Your task: Render each line of the data below as one string in a JSON list, preserving line order and omitting any blank lines.

Provided entries:
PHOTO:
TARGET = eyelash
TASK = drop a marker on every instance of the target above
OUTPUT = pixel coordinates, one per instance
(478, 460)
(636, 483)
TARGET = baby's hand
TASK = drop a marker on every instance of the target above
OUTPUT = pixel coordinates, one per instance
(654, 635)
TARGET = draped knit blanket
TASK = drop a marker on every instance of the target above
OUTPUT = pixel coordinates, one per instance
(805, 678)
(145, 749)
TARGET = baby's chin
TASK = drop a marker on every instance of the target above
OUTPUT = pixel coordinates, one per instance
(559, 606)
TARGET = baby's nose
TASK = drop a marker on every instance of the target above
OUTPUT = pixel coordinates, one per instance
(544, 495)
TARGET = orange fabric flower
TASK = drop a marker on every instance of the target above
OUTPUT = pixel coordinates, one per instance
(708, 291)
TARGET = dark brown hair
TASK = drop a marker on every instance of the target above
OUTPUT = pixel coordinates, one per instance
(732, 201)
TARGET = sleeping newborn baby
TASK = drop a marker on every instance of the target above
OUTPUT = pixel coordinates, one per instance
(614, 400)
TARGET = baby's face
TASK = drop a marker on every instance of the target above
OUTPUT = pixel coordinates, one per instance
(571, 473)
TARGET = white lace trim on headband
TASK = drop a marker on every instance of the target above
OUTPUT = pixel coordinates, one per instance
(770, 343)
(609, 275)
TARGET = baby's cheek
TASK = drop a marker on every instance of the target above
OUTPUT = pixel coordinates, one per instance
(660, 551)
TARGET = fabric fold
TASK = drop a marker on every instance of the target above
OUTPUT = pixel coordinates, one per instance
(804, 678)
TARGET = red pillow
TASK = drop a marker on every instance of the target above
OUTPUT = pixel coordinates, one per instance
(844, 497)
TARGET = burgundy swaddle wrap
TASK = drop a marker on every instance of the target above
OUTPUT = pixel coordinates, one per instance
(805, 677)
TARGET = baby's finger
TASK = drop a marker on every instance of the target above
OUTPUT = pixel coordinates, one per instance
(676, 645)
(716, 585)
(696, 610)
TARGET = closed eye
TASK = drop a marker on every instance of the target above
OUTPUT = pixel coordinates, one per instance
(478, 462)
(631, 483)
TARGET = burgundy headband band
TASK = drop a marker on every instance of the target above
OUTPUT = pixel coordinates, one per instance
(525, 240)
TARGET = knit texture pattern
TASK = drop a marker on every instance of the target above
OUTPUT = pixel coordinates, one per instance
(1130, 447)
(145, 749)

Result for this exercise:
[
  "PHOTO:",
  "TARGET = eyelash",
  "TASK = drop a marker on every instance of the target above",
  "OUTPUT = pixel coordinates, one per instance",
  "(478, 460)",
  "(636, 483)",
  "TARGET = baby's hand",
  "TASK = drop a marker on every instance of the target above",
  "OUTPUT = pixel coordinates, one per instance",
  "(654, 635)",
  "TARGET = draped knit blanket",
  "TASK = drop a marker on every instance of the target above",
  "OUTPUT = pixel coordinates, one per instance",
  "(805, 678)",
  "(145, 749)",
  "TARGET = baby's chin",
  "TASK = drop a marker on every instance of the target above",
  "OUTPUT = pixel coordinates, one per instance",
  "(559, 606)",
  "TARGET = baby's nose",
  "TASK = drop a marker on every instance of the target above",
  "OUTPUT = pixel coordinates, one per instance",
  "(544, 495)",
  "TARGET = orange fabric flower",
  "TASK = drop a marker on every instance of the target above",
  "OUTPUT = pixel coordinates, one per instance",
  "(708, 291)",
  "TARGET = dark brown hair",
  "TASK = drop a marker on every instance of the target above",
  "OUTPUT = pixel coordinates, one per instance",
  "(732, 201)",
  "TARGET = sleeping newborn baby",
  "TASK = drop a marker on every instance of the target above",
  "OUTPUT = pixel coordinates, one per instance",
  "(614, 400)",
  "TARGET = baby's face",
  "TASK = drop a marker on every instance of the target above",
  "OUTPUT = pixel coordinates, one per instance",
  "(571, 473)",
  "TARGET = white lace trim on headband",
  "TASK = drop a marker on every instance of the target above",
  "OUTPUT = pixel coordinates, one per instance",
  "(770, 343)",
  "(609, 275)",
  "TARGET = baby's cheek",
  "TASK = drop a marker on every instance of the target above",
  "OUTPUT = pixel coordinates, one per instance",
  "(660, 551)",
  "TARGET = fabric fold",
  "TASK = drop a marker on every instance of the target above",
  "OUTPUT = pixel coordinates, one per instance",
  "(804, 678)",
  "TARGET = red pillow",
  "TASK = drop a marker on every instance of the target above",
  "OUTPUT = pixel coordinates, one per instance",
  "(844, 497)",
  "TARGET = burgundy swaddle wrap",
  "TASK = drop a marker on every instance of the target above",
  "OUTPUT = pixel coordinates, one per instance",
  "(805, 677)",
  "TARGET = baby's finger",
  "TASK = drop a marker on every instance of the target above",
  "OUTPUT = pixel coordinates, one per instance",
  "(676, 645)",
  "(716, 585)",
  "(696, 610)",
  "TARGET = closed eye",
  "TASK = drop a marker on every instance of the target above",
  "OUTPUT = pixel coordinates, one per instance",
  "(478, 462)",
  "(631, 483)",
  "TARGET = burgundy headband band",
  "TASK = drop a marker on every instance of the target above",
  "OUTPUT = pixel coordinates, one per instance",
  "(525, 240)",
  "TARGET = knit texture pattern",
  "TASK = drop a marker on every instance of the target above",
  "OUTPUT = pixel coordinates, one per instance",
  "(1130, 447)",
  "(145, 749)"
]